Below are records to be output exactly, every one of them.

LISTED RECORDS:
** BEGIN **

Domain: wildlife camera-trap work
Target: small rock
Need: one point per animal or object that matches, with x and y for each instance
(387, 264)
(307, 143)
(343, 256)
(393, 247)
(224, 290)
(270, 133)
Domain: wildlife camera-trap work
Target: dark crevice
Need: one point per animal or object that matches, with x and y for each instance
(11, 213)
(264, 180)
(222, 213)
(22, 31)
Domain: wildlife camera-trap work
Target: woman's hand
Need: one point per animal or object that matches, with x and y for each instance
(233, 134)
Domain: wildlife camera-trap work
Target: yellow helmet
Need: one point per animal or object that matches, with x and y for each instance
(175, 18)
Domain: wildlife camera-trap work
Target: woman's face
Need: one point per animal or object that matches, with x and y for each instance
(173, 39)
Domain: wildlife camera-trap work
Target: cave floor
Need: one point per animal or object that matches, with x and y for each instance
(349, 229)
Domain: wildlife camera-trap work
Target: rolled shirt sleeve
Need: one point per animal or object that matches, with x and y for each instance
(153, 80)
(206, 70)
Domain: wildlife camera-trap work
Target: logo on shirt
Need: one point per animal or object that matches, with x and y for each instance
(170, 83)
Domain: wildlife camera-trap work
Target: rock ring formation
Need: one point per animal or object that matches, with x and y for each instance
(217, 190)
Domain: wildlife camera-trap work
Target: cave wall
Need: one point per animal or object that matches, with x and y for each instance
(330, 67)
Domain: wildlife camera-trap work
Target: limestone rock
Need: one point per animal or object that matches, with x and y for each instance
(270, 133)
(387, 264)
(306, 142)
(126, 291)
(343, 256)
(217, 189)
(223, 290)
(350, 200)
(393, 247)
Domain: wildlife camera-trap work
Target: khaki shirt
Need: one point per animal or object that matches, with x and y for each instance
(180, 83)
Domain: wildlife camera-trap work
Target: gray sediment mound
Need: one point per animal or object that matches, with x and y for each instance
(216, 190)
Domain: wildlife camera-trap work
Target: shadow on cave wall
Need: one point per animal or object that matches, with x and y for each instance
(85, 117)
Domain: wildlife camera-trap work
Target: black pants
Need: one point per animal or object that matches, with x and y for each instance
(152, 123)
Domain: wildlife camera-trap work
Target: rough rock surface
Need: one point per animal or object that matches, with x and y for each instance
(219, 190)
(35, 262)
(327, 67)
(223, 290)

** END **

WRITTEN RESPONSE:
Domain: wildlife camera-trap work
Target: small rock
Need: one point per animal or object that matches, with x and y for each instance
(387, 264)
(307, 143)
(343, 256)
(393, 247)
(224, 290)
(270, 133)
Domain: wildlife camera-trap work
Target: dark crevice
Need: one point per animal or object that matches, with x and y for each instance
(11, 213)
(264, 180)
(222, 213)
(22, 31)
Domain: wildlife camera-trap work
Target: woman's hand
Need: one point per animal or object that matches, with x and y for each instance
(233, 134)
Domain: wildlife camera-trap work
Target: yellow helmet
Need: one point per animal or object that matches, with x and y for each instance
(175, 18)
Domain: wildlife camera-trap work
Target: woman's face
Need: one point per animal or object that matches, with x and y for each instance
(173, 39)
Domain: wildlife camera-trap work
Target: cave floor
Need: one point per animal or object that matches, with x and y for each instance
(349, 229)
Domain: wildlife camera-trap work
Target: rolled shirt sleeve
Need: one point per animal or object that matches, with x and y for each instance
(153, 80)
(206, 70)
Domain: wildlife camera-trap work
Target: logo on shirt
Need: one point per animal or object that matches, with x and y for each instance
(170, 83)
Domain: wildlife camera-trap work
Target: rock ring formation
Need: one point per animal or object that matches, with x and y for each instance
(217, 190)
Domain: wildlife camera-trap work
Target: cave wall
Need: one point per animal or object that matches, with x and y for each instance
(330, 67)
Domain: wildlife camera-trap work
Target: limestone rock
Need: one point per animal or object that matches, with x and y for each instance
(270, 133)
(387, 264)
(306, 142)
(126, 291)
(343, 256)
(217, 189)
(223, 290)
(350, 200)
(393, 247)
Domain: wildlife camera-trap work
Target: khaki shirt
Need: one point per animal or object that matches, with x and y for each instance
(180, 83)
Domain: wildlife camera-trap work
Target: gray sediment mound
Need: one point per animal or object that matches, with x and y for each instance
(216, 190)
Domain: wildlife camera-trap work
Target: shadow on cave wall
Need: one point per animal or object that matches, with x and y for each instance
(85, 117)
Domain: wildlife camera-trap work
Target: black pants
Need: one point per animal or object that matches, with x and y for each instance
(152, 123)
Domain: wildlife camera-trap work
Target: rough rock surface
Need: one point per animal or object that matches, with x and y for each instance
(219, 190)
(35, 262)
(327, 67)
(223, 290)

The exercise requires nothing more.